Aim of the task :: Reproduce the listing below from the line containing "Label every white" down through the end of the listing, requests included, and offset every bounding box coordinate in the answers by 148.

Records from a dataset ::
***

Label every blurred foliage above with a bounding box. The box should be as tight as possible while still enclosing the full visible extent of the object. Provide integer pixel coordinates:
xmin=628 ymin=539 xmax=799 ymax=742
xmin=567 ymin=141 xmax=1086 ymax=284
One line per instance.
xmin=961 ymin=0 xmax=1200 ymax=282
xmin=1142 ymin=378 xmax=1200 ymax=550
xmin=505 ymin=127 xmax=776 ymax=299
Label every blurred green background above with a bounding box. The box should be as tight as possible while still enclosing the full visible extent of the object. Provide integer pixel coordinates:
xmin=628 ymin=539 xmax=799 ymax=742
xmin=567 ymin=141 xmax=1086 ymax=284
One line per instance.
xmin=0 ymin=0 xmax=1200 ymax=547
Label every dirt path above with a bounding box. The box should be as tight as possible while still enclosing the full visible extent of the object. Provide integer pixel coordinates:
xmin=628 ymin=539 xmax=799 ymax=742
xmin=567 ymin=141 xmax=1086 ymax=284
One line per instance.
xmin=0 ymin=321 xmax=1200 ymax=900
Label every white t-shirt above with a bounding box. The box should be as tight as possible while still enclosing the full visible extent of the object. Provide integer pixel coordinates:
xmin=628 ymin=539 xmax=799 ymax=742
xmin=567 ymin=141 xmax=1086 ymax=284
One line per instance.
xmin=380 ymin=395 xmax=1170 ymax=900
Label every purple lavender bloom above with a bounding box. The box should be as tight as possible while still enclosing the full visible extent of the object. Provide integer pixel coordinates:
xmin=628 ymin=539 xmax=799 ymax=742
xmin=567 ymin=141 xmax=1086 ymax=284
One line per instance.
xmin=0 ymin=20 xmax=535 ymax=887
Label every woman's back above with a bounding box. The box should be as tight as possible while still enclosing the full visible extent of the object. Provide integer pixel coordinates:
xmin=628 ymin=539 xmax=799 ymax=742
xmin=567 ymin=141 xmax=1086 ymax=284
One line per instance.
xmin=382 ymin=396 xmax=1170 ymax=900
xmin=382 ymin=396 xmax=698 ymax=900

***

Solved exercise ::
Label every white t-shirt above with a bounding box. The box should be as tight as possible while still enclosing the full visible extent of the object. Provide integer pixel coordinates:
xmin=628 ymin=539 xmax=799 ymax=742
xmin=567 ymin=141 xmax=1086 ymax=284
One line per instance.
xmin=528 ymin=543 xmax=1318 ymax=1048
Label every purple lavender bloom above with a bounding box. The box should be as tight as possible while still enclosing the full visible extent of the object. Provide integer pixel coordinates:
xmin=628 ymin=539 xmax=799 ymax=742
xmin=567 ymin=141 xmax=1086 ymax=284
One line per instance.
xmin=148 ymin=168 xmax=683 ymax=1035
Label every woman's back above with a bounding box. The box should be as tight as possible while still enclosing the full visible extent of the object. Provide integer pixel coordinates:
xmin=628 ymin=539 xmax=799 ymax=742
xmin=567 ymin=141 xmax=1086 ymax=284
One line per instance.
xmin=530 ymin=544 xmax=1318 ymax=1048
xmin=530 ymin=544 xmax=846 ymax=1048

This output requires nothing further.